WHAT IS BEING ASKED: Every entry needs to be reproduced exactly.

INFORMATION SHOWN:
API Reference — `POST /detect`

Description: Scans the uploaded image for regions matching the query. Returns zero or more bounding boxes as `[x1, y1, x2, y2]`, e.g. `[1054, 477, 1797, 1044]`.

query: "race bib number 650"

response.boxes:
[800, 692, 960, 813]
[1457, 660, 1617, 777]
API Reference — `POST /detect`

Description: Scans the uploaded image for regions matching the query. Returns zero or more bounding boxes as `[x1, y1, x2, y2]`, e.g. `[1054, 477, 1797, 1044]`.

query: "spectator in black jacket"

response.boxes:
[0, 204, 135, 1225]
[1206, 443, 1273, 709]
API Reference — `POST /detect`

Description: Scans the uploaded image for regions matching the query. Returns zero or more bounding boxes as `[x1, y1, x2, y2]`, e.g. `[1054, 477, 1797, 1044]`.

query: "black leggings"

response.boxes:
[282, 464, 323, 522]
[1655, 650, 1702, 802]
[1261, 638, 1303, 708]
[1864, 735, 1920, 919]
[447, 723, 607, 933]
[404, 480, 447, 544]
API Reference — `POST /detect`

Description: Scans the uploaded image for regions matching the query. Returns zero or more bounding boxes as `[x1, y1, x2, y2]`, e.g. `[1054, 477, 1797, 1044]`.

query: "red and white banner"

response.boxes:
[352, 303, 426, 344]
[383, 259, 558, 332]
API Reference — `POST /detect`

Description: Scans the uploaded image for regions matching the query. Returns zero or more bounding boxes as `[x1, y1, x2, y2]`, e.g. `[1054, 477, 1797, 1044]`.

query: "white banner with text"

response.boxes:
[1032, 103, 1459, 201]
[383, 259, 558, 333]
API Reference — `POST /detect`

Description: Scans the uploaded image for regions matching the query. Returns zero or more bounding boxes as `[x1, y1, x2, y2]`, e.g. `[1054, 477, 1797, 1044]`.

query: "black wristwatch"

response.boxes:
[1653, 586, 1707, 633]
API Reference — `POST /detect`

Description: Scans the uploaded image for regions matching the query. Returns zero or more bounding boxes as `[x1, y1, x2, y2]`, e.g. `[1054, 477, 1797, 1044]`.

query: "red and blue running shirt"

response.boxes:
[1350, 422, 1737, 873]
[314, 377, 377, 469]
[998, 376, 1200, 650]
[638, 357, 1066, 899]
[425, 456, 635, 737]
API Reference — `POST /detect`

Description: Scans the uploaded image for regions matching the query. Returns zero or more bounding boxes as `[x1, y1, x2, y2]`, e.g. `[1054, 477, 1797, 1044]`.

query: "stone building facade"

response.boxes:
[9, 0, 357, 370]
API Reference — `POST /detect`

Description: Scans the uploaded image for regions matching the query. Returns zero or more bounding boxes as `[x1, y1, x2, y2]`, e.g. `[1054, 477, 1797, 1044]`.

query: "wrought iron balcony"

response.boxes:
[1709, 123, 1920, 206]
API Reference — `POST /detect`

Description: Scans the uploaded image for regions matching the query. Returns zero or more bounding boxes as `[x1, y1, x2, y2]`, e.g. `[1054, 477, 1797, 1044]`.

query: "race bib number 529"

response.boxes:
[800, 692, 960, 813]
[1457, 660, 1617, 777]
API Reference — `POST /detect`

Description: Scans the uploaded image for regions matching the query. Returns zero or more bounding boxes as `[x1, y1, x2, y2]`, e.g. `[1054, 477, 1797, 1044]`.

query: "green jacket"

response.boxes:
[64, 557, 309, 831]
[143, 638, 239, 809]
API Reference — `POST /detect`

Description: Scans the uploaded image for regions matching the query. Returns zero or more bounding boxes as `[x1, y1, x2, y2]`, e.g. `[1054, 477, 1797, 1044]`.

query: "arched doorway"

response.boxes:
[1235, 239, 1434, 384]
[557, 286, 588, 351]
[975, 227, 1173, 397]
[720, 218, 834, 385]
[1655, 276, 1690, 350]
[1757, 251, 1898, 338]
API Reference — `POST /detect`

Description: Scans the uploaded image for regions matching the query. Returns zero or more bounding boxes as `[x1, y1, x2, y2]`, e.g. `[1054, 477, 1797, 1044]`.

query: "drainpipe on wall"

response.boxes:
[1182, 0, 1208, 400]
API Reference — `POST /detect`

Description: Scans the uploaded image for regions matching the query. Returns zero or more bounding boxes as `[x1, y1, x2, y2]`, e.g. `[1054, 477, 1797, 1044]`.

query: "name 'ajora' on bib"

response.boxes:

EXPECTED ANSWER:
API Reference — `POST /detect`

Description: Scans the uploaded image for regions matching the query. Returns zero or more bounding boxes as `[x1, y1, x2, y2]`, e.g. `[1054, 477, 1797, 1044]`.

query: "race bib number 650"

response.boxes:
[800, 692, 960, 813]
[1457, 660, 1617, 777]
API Reference — `POST /detect`

Description: Scans the uploaded image for regions matching the query. Returns zero or more bounding boxes as `[x1, y1, x2, y2]`, e.g. `[1054, 477, 1797, 1044]`.

query: "spectator in black jacket"

response.boxes:
[0, 204, 135, 1225]
[1206, 443, 1273, 709]
API Reference — `POST /detect`

Description: Scans the uploaded image for regions matching the query. Returns zero or more bounding boxes as `[x1, y1, x2, y2]`, e.g. `[1054, 477, 1797, 1044]`.

query: "black leggings"

response.boxes:
[282, 464, 323, 522]
[1655, 650, 1702, 802]
[1261, 638, 1303, 708]
[1864, 735, 1920, 919]
[447, 723, 607, 933]
[404, 480, 447, 544]
API Reference — `POST /detect`

Description: Scans the uploaded image for regions matching the query. Returns zero or more bounding boxes as `[x1, y1, x2, y2]`, e.g. `[1054, 477, 1797, 1044]`.

query: "red and white banner"

response.boxes:
[352, 303, 426, 344]
[383, 259, 558, 332]
API Reference — `POST /detect`

Description: Scans the uploaded image for regions matching the query. Returns zero or more bounding boxes as `[x1, y1, x2, y2]`, e.g. `[1054, 477, 1797, 1044]`.

query: "white banner with text"

response.boxes:
[1032, 103, 1459, 201]
[383, 259, 558, 333]
API Reference — `POST /detect`

Description: Scans the uploaded image for regions matching the query. Returns zero or more bounding boxes as `[x1, y1, x2, y2]`, e.g. `[1054, 477, 1797, 1044]`.

query: "black wristwatch"

response.boxes:
[1653, 586, 1707, 633]
API Reference — `POST /detect`

Description: Scans the uploaded image for regions matching the query. Returns zero or more bounding boxes as `[x1, y1, x2, y2]`, e.g. `[1054, 477, 1797, 1044]`.

query: "red and blue running shirt"

response.boxes:
[1350, 422, 1737, 873]
[314, 377, 377, 469]
[998, 376, 1200, 650]
[638, 357, 1066, 899]
[425, 456, 635, 737]
API Reference — `POST /detect`

Description: Scans the uploaded image for regions matching the query. Returns zero or more bounding boxes as `[x1, y1, x2, y2]`, e.g. `[1054, 477, 1797, 1044]`.

query: "stone building facade"

response.boxes:
[9, 0, 357, 370]
API Reference — `POST /detect`

Description: Scans the uploaded image for regions matching the query. Returns zero or more bounding boxes as `[x1, y1, x2, y2]`, e.g. `[1054, 477, 1797, 1044]`.

query: "wrought iron balcony"

response.boxes:
[1709, 123, 1920, 206]
API Reference — `POST /detect`

Description: Scans the uploaded image for regions matching the query. Returns zero or more bounding boxes as `[x1, y1, x2, y2]`, e.g. `[1054, 477, 1797, 1044]`.

query: "race bib number 529"

response.boxes:
[800, 692, 960, 813]
[1457, 660, 1617, 777]
API Reference — `POST /detect`

Description: Scans the uploaded image for regions matching the query. Returns zero or more bounding boxes as `[x1, y1, x2, y2]`, e.g. `[1054, 477, 1797, 1044]`.

query: "green jacket"

response.boxes:
[64, 557, 309, 831]
[143, 638, 239, 809]
API Reference — `POST /detect`

Description: Scans the uploaded image for regions matching the query. Returns zero or more bounding boxes as `[x1, y1, x2, y2]`, e.g. `[1054, 477, 1797, 1044]`.

query: "arched doorway"

response.boxes:
[1235, 239, 1434, 384]
[557, 286, 588, 351]
[975, 227, 1173, 397]
[720, 218, 834, 385]
[1655, 276, 1690, 350]
[1757, 251, 1898, 338]
API Reference — `POST /detect`

Description: Scans the uploaded image for regions matching the query. Returns zero or more bounding boxes as `[x1, y1, x2, y2]`, e.g. `[1054, 477, 1797, 1044]`.

query: "drainpipe on wall"

response.boxes:
[1182, 0, 1208, 400]
API Reference — `POST /detect`

Description: Scans the uploaded image for regions matching the query. Returns zero or more bounding boxes as `[x1, y1, x2, y2]`, e.g. `[1054, 477, 1797, 1044]`.

query: "name 'ajora' on bib"

response.boxes:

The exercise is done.